Text-to-region grounding data:
::::::::::
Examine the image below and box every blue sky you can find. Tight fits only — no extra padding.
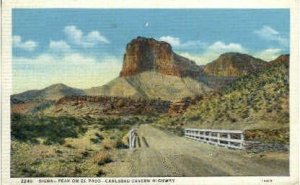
[13,9,290,93]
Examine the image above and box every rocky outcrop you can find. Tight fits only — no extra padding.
[267,54,289,66]
[120,37,201,78]
[168,96,203,116]
[203,52,266,77]
[53,95,171,116]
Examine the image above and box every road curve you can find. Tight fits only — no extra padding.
[107,124,288,177]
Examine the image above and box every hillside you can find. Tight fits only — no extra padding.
[42,95,170,117]
[199,52,267,89]
[11,38,271,102]
[85,71,211,101]
[11,83,85,102]
[203,52,266,77]
[155,55,289,143]
[86,37,211,101]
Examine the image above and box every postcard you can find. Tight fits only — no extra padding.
[1,0,299,184]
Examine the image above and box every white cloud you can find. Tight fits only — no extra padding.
[49,40,71,53]
[159,36,205,49]
[255,48,283,61]
[178,52,206,65]
[64,26,82,45]
[254,25,288,47]
[159,36,181,47]
[13,35,38,51]
[159,35,284,64]
[13,53,121,93]
[179,41,284,65]
[208,41,244,52]
[64,25,109,48]
[179,41,246,65]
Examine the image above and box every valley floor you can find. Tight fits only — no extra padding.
[105,124,289,177]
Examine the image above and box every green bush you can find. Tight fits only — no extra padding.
[11,114,88,144]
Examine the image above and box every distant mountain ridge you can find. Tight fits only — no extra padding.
[199,52,267,89]
[11,83,85,102]
[203,52,266,77]
[11,37,288,102]
[86,37,212,100]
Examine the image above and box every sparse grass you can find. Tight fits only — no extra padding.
[92,151,113,166]
[11,114,88,144]
[102,139,117,150]
[11,114,141,177]
[155,61,289,143]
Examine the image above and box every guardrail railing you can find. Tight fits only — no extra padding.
[184,128,245,149]
[128,129,137,149]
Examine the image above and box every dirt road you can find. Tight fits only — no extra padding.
[106,124,288,177]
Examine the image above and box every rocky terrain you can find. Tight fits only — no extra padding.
[85,71,211,101]
[12,37,273,102]
[44,96,170,117]
[10,36,290,177]
[86,37,213,100]
[156,55,289,144]
[120,37,201,78]
[203,52,266,77]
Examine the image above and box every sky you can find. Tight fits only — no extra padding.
[13,9,290,93]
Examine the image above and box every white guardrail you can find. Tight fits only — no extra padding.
[184,128,245,149]
[128,129,137,149]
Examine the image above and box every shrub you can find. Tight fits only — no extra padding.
[102,139,116,150]
[65,144,75,149]
[115,139,127,149]
[96,170,105,177]
[90,138,101,144]
[11,114,88,144]
[92,152,113,166]
[81,151,89,158]
[95,133,104,140]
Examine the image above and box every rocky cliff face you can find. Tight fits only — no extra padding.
[267,54,289,66]
[120,37,201,78]
[203,52,266,77]
[49,96,171,117]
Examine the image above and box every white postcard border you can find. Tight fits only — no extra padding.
[1,0,299,185]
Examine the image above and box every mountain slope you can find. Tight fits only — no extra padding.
[11,83,86,102]
[85,71,211,101]
[156,55,289,140]
[85,37,211,101]
[203,52,266,77]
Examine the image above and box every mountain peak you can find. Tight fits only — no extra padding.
[12,83,85,101]
[134,36,169,44]
[203,52,266,77]
[218,52,261,60]
[267,54,289,66]
[119,37,201,78]
[273,54,289,62]
[45,83,68,89]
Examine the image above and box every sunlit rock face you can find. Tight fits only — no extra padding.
[120,36,201,78]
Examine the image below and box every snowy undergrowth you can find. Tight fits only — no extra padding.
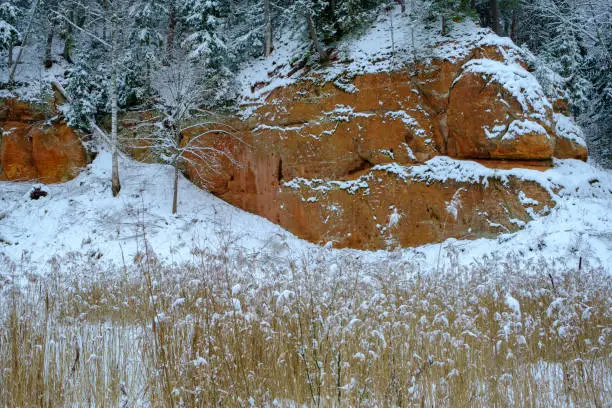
[0,150,306,279]
[0,41,68,101]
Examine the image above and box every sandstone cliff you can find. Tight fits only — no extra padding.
[184,27,587,249]
[0,23,589,250]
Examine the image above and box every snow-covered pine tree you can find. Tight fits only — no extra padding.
[64,67,108,130]
[520,0,612,167]
[226,0,267,60]
[53,0,140,196]
[130,0,165,49]
[0,1,22,68]
[117,0,167,107]
[335,0,385,38]
[181,0,235,105]
[544,25,590,116]
[430,0,471,35]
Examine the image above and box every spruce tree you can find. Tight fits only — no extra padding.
[0,1,21,67]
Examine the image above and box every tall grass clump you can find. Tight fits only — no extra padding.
[0,244,610,407]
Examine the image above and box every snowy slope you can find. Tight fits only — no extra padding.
[0,41,68,101]
[0,151,311,275]
[1,152,610,277]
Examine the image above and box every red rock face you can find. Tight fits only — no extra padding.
[183,41,586,249]
[447,70,555,160]
[0,100,86,183]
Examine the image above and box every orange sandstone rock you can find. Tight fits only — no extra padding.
[0,121,37,181]
[167,41,588,249]
[30,124,87,182]
[0,100,86,183]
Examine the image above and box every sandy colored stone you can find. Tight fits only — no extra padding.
[274,173,553,249]
[159,44,587,249]
[554,136,588,161]
[1,101,86,183]
[0,121,37,180]
[30,124,87,182]
[447,71,554,160]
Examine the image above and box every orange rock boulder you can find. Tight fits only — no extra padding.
[0,99,86,183]
[447,59,555,160]
[181,37,590,249]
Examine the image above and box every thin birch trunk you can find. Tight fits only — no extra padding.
[172,163,179,214]
[171,125,182,214]
[263,0,273,56]
[111,26,121,197]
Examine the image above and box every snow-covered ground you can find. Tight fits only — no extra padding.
[1,150,610,278]
[0,40,68,101]
[0,151,308,275]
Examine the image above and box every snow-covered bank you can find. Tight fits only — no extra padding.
[0,151,311,275]
[1,151,610,277]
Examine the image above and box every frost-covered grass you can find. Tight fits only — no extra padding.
[1,240,610,407]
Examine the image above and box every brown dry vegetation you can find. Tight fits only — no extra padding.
[0,243,610,407]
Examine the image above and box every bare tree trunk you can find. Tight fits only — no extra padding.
[489,0,500,34]
[167,2,176,58]
[62,11,73,63]
[172,164,179,214]
[44,21,55,68]
[8,43,13,67]
[103,0,108,42]
[305,11,327,61]
[510,9,518,42]
[441,15,447,36]
[172,129,181,213]
[263,0,273,56]
[111,28,121,197]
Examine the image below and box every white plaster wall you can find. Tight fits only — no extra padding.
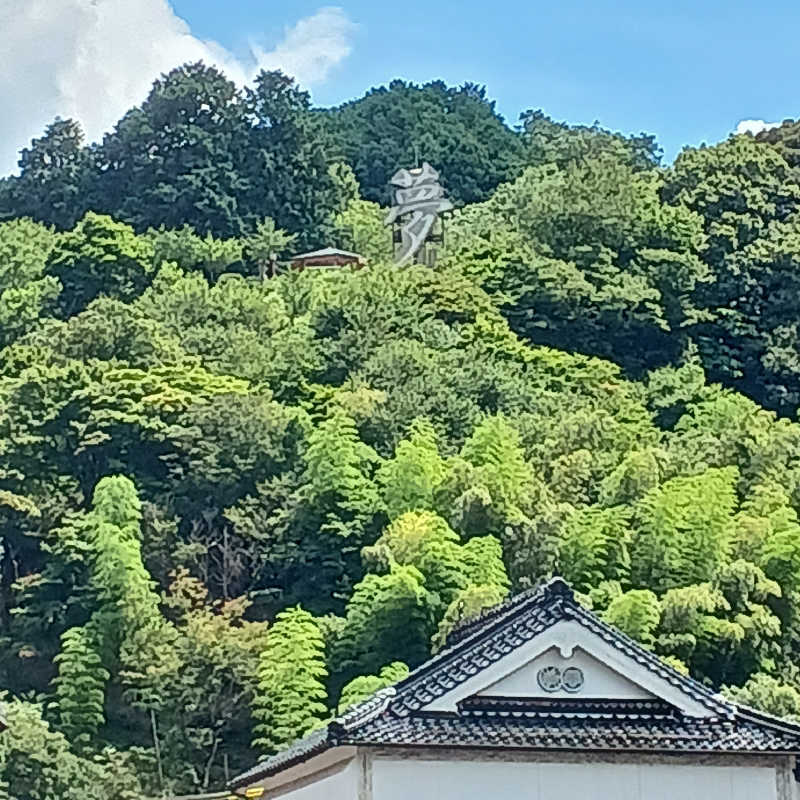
[267,756,358,800]
[372,758,778,800]
[479,646,655,700]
::::::::::
Please transcribe every entry above exactly, leaving out any pictures.

Examine the image below and box every blue sky you can find. Tight fits only — no extra padding.
[13,9,290,93]
Examine the image above and box every rocky outcrop you can find. Tight fits only — no extra padding.
[267,54,289,66]
[120,37,201,78]
[168,96,203,116]
[203,52,266,77]
[53,95,171,116]
Examine the image above and box every road curve you can find. Tight fits only — no extra padding.
[107,124,288,177]
Examine the image above and box every hillside you can find. Tight fits only — no extra padding.
[42,95,170,117]
[199,52,267,89]
[11,38,271,102]
[85,71,211,101]
[11,83,85,102]
[203,52,266,77]
[155,55,289,143]
[86,37,211,101]
Examine the image above and box every postcard you can find. Tight fits only — no extra padding.
[1,0,299,184]
Examine the image above and box every white cloud you can find. Tight fits only — no extra padding.
[49,40,71,53]
[159,36,205,49]
[255,48,283,61]
[178,52,206,65]
[64,26,82,45]
[254,25,288,47]
[159,36,181,47]
[13,35,38,51]
[159,35,284,64]
[13,53,121,93]
[179,41,284,65]
[208,41,244,52]
[64,25,109,48]
[179,41,246,65]
Examine the image above and box every valley floor you can find. Tight fits only — no extra padding.
[105,124,289,177]
Examine the image above and box every green bush you can find. Tight fits only — no extra padding.
[11,114,88,144]
Examine the image above and box every distant mountain ridge you can find. Tight fits only — no extra padding.
[199,52,267,89]
[11,83,85,102]
[203,52,266,77]
[11,37,288,102]
[86,37,212,100]
Examine the image above and box every sparse grass you can find. Tight fits only — no extra padding.
[92,151,113,166]
[11,114,88,144]
[102,139,117,150]
[11,114,141,177]
[155,61,289,143]
Examine the image above and box every guardrail railing you can find. Tight fits only — no extra padding.
[184,128,245,149]
[128,129,137,149]
Examine the image above and box every dirt road you can find. Tight fits only — no extra padding.
[106,124,288,177]
Examine the image above and box every rocky terrain you can find. Tight fits only — no extra padding.
[85,71,211,101]
[12,37,273,102]
[44,96,170,117]
[10,36,290,177]
[86,37,213,100]
[156,55,289,144]
[120,37,201,78]
[203,52,266,77]
Examine the image above and box every sky you can find. Tight fits only — no extra padding.
[13,9,290,93]
Examine the image above and box every white guardrail you can find. Tight fits only — no extra padding.
[184,128,245,149]
[128,129,137,149]
Examine the image above and box every shrub you can find. Tight fits only — no extra padding.
[102,139,116,150]
[65,144,75,149]
[115,139,127,149]
[96,170,105,177]
[90,138,101,144]
[11,114,88,144]
[92,152,113,166]
[81,151,89,158]
[95,133,104,140]
Examine the image above and box every rocky cliff face you can find. Tight fits only — no extra padding.
[267,54,289,66]
[120,37,201,78]
[203,52,266,77]
[49,96,171,117]
Examine the image above and box every white postcard border you can find. Tight fits only — no extra padding.
[1,0,299,185]
Examine the image above and box every mountain slope you can find. Tight fits only — no extra padding.
[11,83,86,102]
[85,71,211,101]
[156,55,289,140]
[85,37,211,101]
[203,52,266,77]
Examine the image above and box every mountain peak you can find. Tight fits only — no extra padding.
[12,83,85,101]
[134,36,169,44]
[203,52,266,77]
[218,52,261,60]
[267,54,289,66]
[119,37,201,78]
[273,54,289,62]
[45,83,68,89]
Examine the image above and box every sunlit rock face you can find. Tight fits only — no extra padding.
[120,36,201,78]
Examine the image below and box every snowy undergrowth you can find. Tight fits only — no extra padding.
[0,150,306,279]
[0,41,68,101]
Examine the image above and box every sandstone cliff you can find. Tight fits only — no extra padding.
[184,27,587,249]
[0,23,589,250]
Examine the image above and box every snow-covered pine tree you can find. Tight fits only — no extra padding.
[64,67,108,130]
[520,0,612,167]
[226,0,267,60]
[53,0,140,196]
[130,0,165,49]
[0,1,22,68]
[117,0,167,107]
[335,0,385,38]
[181,0,235,105]
[544,25,590,116]
[430,0,471,35]
Examine the image above and box every spruce tree you can find. Tight fits only — no extra padding.
[0,1,21,67]
Examine the image above and box every tall grass clump you can find. Tight fits only — no extra padding.
[0,244,610,407]
Examine the image above and box every snowy slope you can find. Tight fits only — no extra padding.
[0,41,68,101]
[0,151,311,275]
[1,152,610,277]
Examine the image above and box every red rock face you can find. Tight fits only — no extra padding.
[183,41,586,249]
[447,70,555,160]
[0,100,86,183]
Examine the image above and box every orange sandstone rock you can find. Tight fits only — no extra padding.
[0,121,37,181]
[167,41,588,249]
[30,124,87,182]
[0,100,86,183]
Examine the image above and box every sandy colored stone you can find. Tight fits only — no extra padding.
[274,173,553,249]
[159,44,587,249]
[554,136,588,161]
[1,101,86,183]
[0,121,37,180]
[30,124,87,182]
[447,71,554,160]
Examine the image above and box every orange rock boulder you can find. Tight fits only — no extra padding.
[0,99,86,183]
[447,59,555,160]
[181,37,590,249]
Examine the image above and box every thin birch trunk you can find. Tight fits only — no extra padding.
[172,163,179,214]
[171,125,182,214]
[263,0,273,56]
[111,26,121,197]
Examine the image above and box every snow-covered ground you can find. Tight fits only — no extra padding.
[1,150,610,278]
[0,40,68,101]
[0,151,308,275]
Examine the image above and box every snow-covered bank you can find. Tight fits only — no extra padding.
[0,151,311,275]
[1,151,610,277]
Examine the image above and box every frost-covered grass you can find. Tight fits only — no extra padding.
[1,240,610,407]
Examine the image above and box every brown dry vegetation you can find. Tight fits only — no extra padding.
[0,243,610,407]
Examine the image above and box every bare tree trunk you can find. Tight fits only — no extra padding.
[489,0,500,34]
[167,2,176,58]
[62,11,73,63]
[172,164,179,214]
[44,21,55,68]
[8,43,13,67]
[103,0,108,42]
[305,11,327,61]
[510,9,518,42]
[441,15,447,36]
[172,129,181,213]
[263,0,273,56]
[111,28,121,197]
Examine the image below and box every white plaster wall you can find. Tight fits only — no extra padding.
[267,756,358,800]
[372,758,778,800]
[479,646,655,700]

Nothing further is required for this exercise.